# Stated problem:
Convert the records below into a two-column CSV with the headers "text" and "answer", one row per record. Put each record's text and its full answer in a single quoted field each, replacing any line breaks with spaces.

-- Begin Provided material --

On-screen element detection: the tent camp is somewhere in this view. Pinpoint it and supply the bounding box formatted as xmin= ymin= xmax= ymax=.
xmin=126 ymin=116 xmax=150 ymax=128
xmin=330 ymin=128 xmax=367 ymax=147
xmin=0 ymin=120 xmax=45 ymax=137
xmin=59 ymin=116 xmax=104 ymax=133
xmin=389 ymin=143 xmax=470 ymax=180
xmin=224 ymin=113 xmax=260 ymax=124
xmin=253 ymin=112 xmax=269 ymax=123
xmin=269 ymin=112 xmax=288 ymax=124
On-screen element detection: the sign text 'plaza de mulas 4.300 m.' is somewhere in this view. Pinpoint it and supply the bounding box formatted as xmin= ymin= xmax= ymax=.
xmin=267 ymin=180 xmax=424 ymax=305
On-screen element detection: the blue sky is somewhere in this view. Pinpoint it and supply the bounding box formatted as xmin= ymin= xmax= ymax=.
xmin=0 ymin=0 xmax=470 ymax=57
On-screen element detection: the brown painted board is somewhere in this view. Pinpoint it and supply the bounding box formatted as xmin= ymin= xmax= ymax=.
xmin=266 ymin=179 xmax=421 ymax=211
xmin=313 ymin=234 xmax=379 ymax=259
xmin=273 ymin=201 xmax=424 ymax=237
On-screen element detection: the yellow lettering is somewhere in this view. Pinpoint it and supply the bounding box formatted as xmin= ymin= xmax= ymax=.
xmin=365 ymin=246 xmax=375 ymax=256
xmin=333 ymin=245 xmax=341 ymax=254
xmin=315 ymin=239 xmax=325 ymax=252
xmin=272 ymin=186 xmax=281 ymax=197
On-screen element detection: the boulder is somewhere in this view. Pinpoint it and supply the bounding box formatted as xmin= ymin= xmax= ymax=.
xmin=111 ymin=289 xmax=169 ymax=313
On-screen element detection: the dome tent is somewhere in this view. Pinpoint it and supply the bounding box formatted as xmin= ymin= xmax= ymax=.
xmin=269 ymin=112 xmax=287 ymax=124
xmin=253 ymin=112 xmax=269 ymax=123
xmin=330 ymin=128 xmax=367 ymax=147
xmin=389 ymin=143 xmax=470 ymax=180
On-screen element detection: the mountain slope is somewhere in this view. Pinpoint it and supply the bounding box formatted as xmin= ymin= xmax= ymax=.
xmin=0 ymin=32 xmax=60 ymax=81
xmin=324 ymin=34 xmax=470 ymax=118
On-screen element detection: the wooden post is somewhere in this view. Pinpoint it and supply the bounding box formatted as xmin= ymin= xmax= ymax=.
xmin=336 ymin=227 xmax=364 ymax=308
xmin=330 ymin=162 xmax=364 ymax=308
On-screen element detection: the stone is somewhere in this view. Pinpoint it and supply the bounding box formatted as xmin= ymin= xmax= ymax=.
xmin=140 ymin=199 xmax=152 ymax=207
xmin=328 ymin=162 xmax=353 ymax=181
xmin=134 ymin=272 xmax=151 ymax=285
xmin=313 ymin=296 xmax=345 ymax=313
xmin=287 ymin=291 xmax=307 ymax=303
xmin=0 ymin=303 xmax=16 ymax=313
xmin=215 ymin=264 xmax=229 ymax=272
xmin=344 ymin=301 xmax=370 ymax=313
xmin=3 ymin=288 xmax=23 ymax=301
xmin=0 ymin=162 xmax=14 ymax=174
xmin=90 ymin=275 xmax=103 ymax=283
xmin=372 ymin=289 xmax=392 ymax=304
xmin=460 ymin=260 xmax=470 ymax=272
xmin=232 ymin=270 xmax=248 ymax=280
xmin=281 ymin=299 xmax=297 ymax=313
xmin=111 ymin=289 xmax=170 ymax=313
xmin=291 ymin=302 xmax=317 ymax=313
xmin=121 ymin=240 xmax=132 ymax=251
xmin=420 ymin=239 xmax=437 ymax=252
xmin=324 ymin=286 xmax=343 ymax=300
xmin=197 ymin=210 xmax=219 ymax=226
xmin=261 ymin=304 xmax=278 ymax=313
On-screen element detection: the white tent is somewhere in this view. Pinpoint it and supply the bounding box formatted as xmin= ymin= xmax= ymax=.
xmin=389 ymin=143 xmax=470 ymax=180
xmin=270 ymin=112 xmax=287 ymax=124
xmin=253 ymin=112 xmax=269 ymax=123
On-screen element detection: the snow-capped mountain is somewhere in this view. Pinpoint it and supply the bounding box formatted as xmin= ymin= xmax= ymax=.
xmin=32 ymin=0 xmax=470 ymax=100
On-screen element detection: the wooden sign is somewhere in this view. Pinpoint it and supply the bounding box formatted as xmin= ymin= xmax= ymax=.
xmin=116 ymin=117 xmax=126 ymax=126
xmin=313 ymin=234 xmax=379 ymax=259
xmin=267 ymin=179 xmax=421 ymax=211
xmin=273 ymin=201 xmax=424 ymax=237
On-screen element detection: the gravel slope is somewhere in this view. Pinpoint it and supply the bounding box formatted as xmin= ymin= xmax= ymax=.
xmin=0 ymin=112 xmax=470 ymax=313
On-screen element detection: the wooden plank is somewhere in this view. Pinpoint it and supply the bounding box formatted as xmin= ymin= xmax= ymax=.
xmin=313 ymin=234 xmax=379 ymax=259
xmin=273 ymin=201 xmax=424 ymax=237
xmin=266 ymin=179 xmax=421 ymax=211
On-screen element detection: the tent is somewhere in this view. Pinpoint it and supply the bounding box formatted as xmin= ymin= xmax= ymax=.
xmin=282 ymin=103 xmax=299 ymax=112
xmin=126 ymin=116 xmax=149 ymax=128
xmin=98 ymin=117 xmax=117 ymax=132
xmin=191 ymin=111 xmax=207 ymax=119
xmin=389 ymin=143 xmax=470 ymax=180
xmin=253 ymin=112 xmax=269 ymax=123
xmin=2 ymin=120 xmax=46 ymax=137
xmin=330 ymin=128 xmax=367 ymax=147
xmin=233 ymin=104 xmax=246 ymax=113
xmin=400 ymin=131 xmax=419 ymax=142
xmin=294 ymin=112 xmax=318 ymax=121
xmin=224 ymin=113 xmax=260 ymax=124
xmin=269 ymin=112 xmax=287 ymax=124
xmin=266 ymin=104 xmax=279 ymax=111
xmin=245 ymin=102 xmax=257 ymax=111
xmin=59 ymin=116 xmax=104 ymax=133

-- End Provided material --

# Solved exercise:
text,answer
"On-screen element detection: the tent camp is somewhere in this view. Pinpoint it and supply the bounding box formatted as xmin= ymin= xmax= ymax=.","xmin=126 ymin=116 xmax=150 ymax=128 xmin=330 ymin=128 xmax=367 ymax=147 xmin=0 ymin=120 xmax=45 ymax=137 xmin=59 ymin=116 xmax=104 ymax=133 xmin=389 ymin=143 xmax=470 ymax=180 xmin=224 ymin=113 xmax=260 ymax=124 xmin=253 ymin=112 xmax=269 ymax=123 xmin=269 ymin=112 xmax=288 ymax=124"
"On-screen element detection: the sign text 'plaza de mulas 4.300 m.' is somewhere in this view. Pinpoint it and supply the bounding box formatted as xmin= ymin= xmax= ymax=.","xmin=267 ymin=180 xmax=424 ymax=305"
"On-screen element detection: the blue sky is somewhere in this view. Pinpoint it and supply the bounding box formatted as xmin= ymin= xmax= ymax=.","xmin=0 ymin=0 xmax=470 ymax=57"
"On-screen element detection: the brown painted board is somewhere in this view. Pinpoint it and supply the bounding box formatted as xmin= ymin= xmax= ymax=.","xmin=266 ymin=179 xmax=421 ymax=211 xmin=313 ymin=234 xmax=379 ymax=259 xmin=273 ymin=201 xmax=424 ymax=237"
"On-screen element detection: the yellow lettering is somewhere in this view. Pinpoint it and supply the bounding box formatted as xmin= ymin= xmax= ymax=.","xmin=365 ymin=246 xmax=375 ymax=256 xmin=333 ymin=245 xmax=341 ymax=254 xmin=315 ymin=239 xmax=325 ymax=252 xmin=272 ymin=186 xmax=281 ymax=197"
"On-screen element detection: the boulder is somewhere in this view. Pinpoint it and supply the bounding box formatted as xmin= ymin= xmax= ymax=.","xmin=111 ymin=289 xmax=169 ymax=313"
"On-screen element detection: the dome tent is somewhere in this view. Pinpoint it and supply the bounding box formatted as xmin= ymin= xmax= ymax=.","xmin=269 ymin=112 xmax=287 ymax=124 xmin=253 ymin=112 xmax=269 ymax=123 xmin=330 ymin=128 xmax=367 ymax=147 xmin=389 ymin=143 xmax=470 ymax=180"
"On-screen element detection: the mountain slope is somewhere in this view. Pinpoint it and supply the bounding box formatted as xmin= ymin= xmax= ymax=.","xmin=0 ymin=32 xmax=60 ymax=81 xmin=324 ymin=34 xmax=470 ymax=118"
"On-screen element detection: the wooden post is somewhere in this view. Pinpoint it and supply the bounding box formatted as xmin= ymin= xmax= ymax=.","xmin=336 ymin=227 xmax=364 ymax=308 xmin=330 ymin=162 xmax=364 ymax=308"
"On-screen element detection: the stone is somewhere in this view. Pinpoint it and supply the bounding box formatted as xmin= ymin= xmax= ymax=.","xmin=140 ymin=199 xmax=152 ymax=207 xmin=328 ymin=162 xmax=353 ymax=181 xmin=134 ymin=272 xmax=151 ymax=285 xmin=313 ymin=296 xmax=345 ymax=313 xmin=287 ymin=291 xmax=307 ymax=303 xmin=0 ymin=303 xmax=16 ymax=313 xmin=215 ymin=264 xmax=229 ymax=272 xmin=344 ymin=301 xmax=370 ymax=313 xmin=3 ymin=288 xmax=23 ymax=301 xmin=0 ymin=162 xmax=14 ymax=174 xmin=90 ymin=275 xmax=103 ymax=283 xmin=372 ymin=289 xmax=392 ymax=304 xmin=460 ymin=260 xmax=470 ymax=272 xmin=232 ymin=270 xmax=248 ymax=280 xmin=281 ymin=299 xmax=297 ymax=313 xmin=111 ymin=289 xmax=170 ymax=313 xmin=291 ymin=302 xmax=317 ymax=313 xmin=121 ymin=240 xmax=132 ymax=251 xmin=420 ymin=239 xmax=437 ymax=252 xmin=324 ymin=286 xmax=343 ymax=300 xmin=197 ymin=210 xmax=219 ymax=226 xmin=261 ymin=304 xmax=278 ymax=313"
"On-screen element detection: the white tent is somewhere in this view. Pinpoint it and supply the bounding box formatted as xmin= ymin= xmax= ymax=.","xmin=389 ymin=143 xmax=470 ymax=180 xmin=270 ymin=112 xmax=287 ymax=124 xmin=253 ymin=112 xmax=269 ymax=123"
"On-screen element detection: the snow-capped mountain is somewhere in this view. Pinpoint it and supply the bounding box formatted as xmin= ymin= xmax= ymax=.","xmin=32 ymin=0 xmax=470 ymax=100"
"On-screen element detection: the wooden sign is somewhere in this view. Pinpoint it and supply the bounding box formatted as xmin= ymin= xmax= ymax=.","xmin=116 ymin=117 xmax=126 ymax=126 xmin=313 ymin=234 xmax=379 ymax=259 xmin=267 ymin=179 xmax=421 ymax=211 xmin=273 ymin=201 xmax=424 ymax=237"
"On-screen element detection: the gravel slope is somewhere in this view. Pinpoint it and supply the bounding box formatted as xmin= ymin= xmax= ymax=.","xmin=0 ymin=112 xmax=470 ymax=313"
"On-screen element detection: the wooden plank is somewhere in this view. Pinpoint it and supply the bounding box formatted as xmin= ymin= xmax= ymax=.","xmin=313 ymin=234 xmax=379 ymax=259 xmin=273 ymin=201 xmax=424 ymax=237 xmin=266 ymin=179 xmax=421 ymax=211"
"On-screen element detection: the tent is somewhere in this view. Pinpoint it and supply the bounding box formatted as xmin= ymin= xmax= ymax=.","xmin=282 ymin=103 xmax=299 ymax=112 xmin=126 ymin=116 xmax=149 ymax=128 xmin=98 ymin=117 xmax=117 ymax=132 xmin=191 ymin=111 xmax=207 ymax=119 xmin=389 ymin=143 xmax=470 ymax=180 xmin=253 ymin=112 xmax=269 ymax=123 xmin=2 ymin=120 xmax=46 ymax=137 xmin=330 ymin=128 xmax=367 ymax=147 xmin=233 ymin=104 xmax=246 ymax=113 xmin=400 ymin=131 xmax=419 ymax=142 xmin=294 ymin=112 xmax=318 ymax=121 xmin=224 ymin=113 xmax=260 ymax=124 xmin=269 ymin=112 xmax=287 ymax=124 xmin=266 ymin=104 xmax=279 ymax=111 xmin=245 ymin=102 xmax=257 ymax=111 xmin=59 ymin=116 xmax=104 ymax=133"